• Requirement: Show every line in the items below that contains the word "woman", copying each such line in full. Case counts when matching.

[Boundary annotation records]
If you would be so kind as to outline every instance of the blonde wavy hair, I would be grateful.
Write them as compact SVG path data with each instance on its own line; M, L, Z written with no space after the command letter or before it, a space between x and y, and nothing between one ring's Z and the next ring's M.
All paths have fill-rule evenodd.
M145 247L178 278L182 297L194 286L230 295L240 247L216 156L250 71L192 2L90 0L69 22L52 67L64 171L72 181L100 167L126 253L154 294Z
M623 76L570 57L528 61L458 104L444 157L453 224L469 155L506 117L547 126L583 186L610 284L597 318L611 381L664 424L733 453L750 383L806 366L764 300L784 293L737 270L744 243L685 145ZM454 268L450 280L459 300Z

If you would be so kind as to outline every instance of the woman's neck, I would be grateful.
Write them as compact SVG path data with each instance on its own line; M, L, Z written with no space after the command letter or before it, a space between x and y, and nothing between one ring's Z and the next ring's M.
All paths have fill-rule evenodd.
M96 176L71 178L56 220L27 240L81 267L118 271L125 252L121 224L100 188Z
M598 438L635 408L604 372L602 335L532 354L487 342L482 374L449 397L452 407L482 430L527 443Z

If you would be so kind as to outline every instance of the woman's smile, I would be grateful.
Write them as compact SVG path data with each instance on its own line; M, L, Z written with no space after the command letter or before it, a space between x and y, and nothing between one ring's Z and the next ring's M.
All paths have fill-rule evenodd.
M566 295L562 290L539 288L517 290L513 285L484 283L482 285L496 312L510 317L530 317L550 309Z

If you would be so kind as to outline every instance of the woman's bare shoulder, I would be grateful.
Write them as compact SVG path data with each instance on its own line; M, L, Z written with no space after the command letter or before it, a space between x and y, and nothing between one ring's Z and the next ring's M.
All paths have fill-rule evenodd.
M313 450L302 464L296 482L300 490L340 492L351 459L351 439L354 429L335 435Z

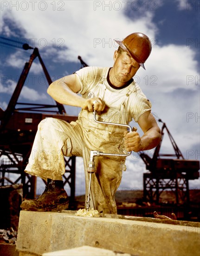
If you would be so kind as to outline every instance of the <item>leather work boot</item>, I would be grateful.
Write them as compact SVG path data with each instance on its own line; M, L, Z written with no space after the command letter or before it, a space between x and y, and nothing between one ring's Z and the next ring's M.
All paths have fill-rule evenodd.
M20 205L22 210L56 211L67 209L69 199L63 181L48 179L43 193L37 199L25 200Z

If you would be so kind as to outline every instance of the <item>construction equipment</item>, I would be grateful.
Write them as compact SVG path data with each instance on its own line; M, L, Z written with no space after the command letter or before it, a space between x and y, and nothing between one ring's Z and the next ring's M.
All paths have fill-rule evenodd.
M33 49L27 44L24 44L23 48L25 50ZM0 109L1 176L3 177L12 174L13 178L15 179L14 183L20 182L23 184L23 197L27 198L34 198L36 196L36 178L25 173L24 169L28 162L38 124L48 117L59 118L69 122L77 119L77 116L67 115L63 105L56 101L56 105L17 102L33 61L37 57L48 84L52 83L52 81L39 50L35 48L29 61L25 64L6 109L5 111ZM69 185L70 200L73 202L75 190L75 157L65 158L65 161L64 184ZM3 186L5 180L1 181L0 185ZM46 184L46 182L43 181Z
M163 122L161 119L159 121ZM160 153L165 129L175 154ZM152 158L144 152L139 153L147 170L149 171L143 174L144 199L159 204L162 192L167 190L175 193L176 204L188 204L190 202L188 181L198 179L200 176L199 161L184 159L165 123L163 123L161 134L161 140L155 148Z

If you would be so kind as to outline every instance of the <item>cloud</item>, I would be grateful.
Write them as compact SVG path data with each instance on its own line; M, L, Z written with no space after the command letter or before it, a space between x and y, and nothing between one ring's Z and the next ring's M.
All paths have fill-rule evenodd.
M1 93L6 93L12 95L16 88L16 84L15 81L10 79L7 79L4 84L4 85L2 83L0 84ZM32 101L37 101L39 100L46 99L47 98L47 95L46 94L40 93L34 89L29 88L26 86L24 86L19 97L20 98L30 100Z
M135 79L152 102L152 111L156 118L166 122L181 150L185 155L187 149L194 150L199 134L198 123L194 121L196 113L199 116L199 99L196 93L199 63L196 60L195 50L198 49L187 47L187 35L182 45L167 45L162 42L162 46L159 45L159 31L154 21L155 12L147 11L147 6L144 5L138 11L133 11L135 6L129 7L128 12L124 1L121 1L121 6L117 5L119 1L32 1L32 4L23 2L24 5L20 6L20 1L16 1L18 10L12 8L12 1L6 2L10 5L1 12L2 31L7 36L14 35L10 22L5 22L9 16L12 17L12 23L20 31L15 34L22 36L23 34L31 46L38 47L42 56L49 58L48 64L51 67L78 61L78 55L90 66L111 67L114 51L117 48L114 39L122 39L135 31L148 35L153 46L152 54L147 61L146 70L140 68ZM165 2L147 2L159 5ZM186 9L187 2L191 1L179 1L179 10ZM6 64L17 68L24 65L25 60L16 53ZM34 74L39 74L39 66L33 64L31 70ZM11 94L13 88L10 86L10 91L6 87L3 89ZM31 95L32 100L45 97L30 90L26 88L23 95L25 98ZM70 113L76 113L78 109L73 108L71 112L72 108L66 108ZM190 118L188 122L187 113L194 115L193 118L188 115ZM163 150L170 151L170 143L166 143ZM81 194L84 192L83 165L82 160L77 158L77 161L76 189ZM144 163L140 158L129 158L127 166L120 187L142 189L142 173L146 170Z

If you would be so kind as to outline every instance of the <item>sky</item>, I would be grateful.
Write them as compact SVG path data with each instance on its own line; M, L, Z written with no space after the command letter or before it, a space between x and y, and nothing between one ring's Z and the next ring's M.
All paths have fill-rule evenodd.
M25 63L38 47L52 80L89 66L112 67L117 46L134 32L147 34L152 51L134 79L152 104L156 119L166 123L185 159L200 160L200 1L2 0L0 3L0 106L5 110ZM5 45L3 38L12 46ZM52 104L48 83L36 59L19 101ZM80 109L65 106L77 115ZM162 123L158 124L161 128ZM132 126L137 126L134 121ZM142 135L138 128L138 132ZM174 153L167 133L161 153ZM146 152L152 157L153 150ZM127 157L119 189L143 189L146 166L138 153ZM77 157L76 195L84 194L82 159ZM39 181L37 189L44 186ZM200 179L189 181L200 189ZM69 188L66 188L67 190ZM38 191L37 193L38 193Z

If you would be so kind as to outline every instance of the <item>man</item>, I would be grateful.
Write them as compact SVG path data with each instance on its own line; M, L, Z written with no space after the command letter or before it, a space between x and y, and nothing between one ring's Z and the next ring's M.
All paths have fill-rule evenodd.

• Solution to this task:
If you would be so kind as to outline every instance of the woman's neck, I would be grateful.
If you would be so kind as to outline every instance of the woman's smile, I would be grateful.
If you would be so kind as to outline every instance of the woman's bare shoulder, I would be grateful.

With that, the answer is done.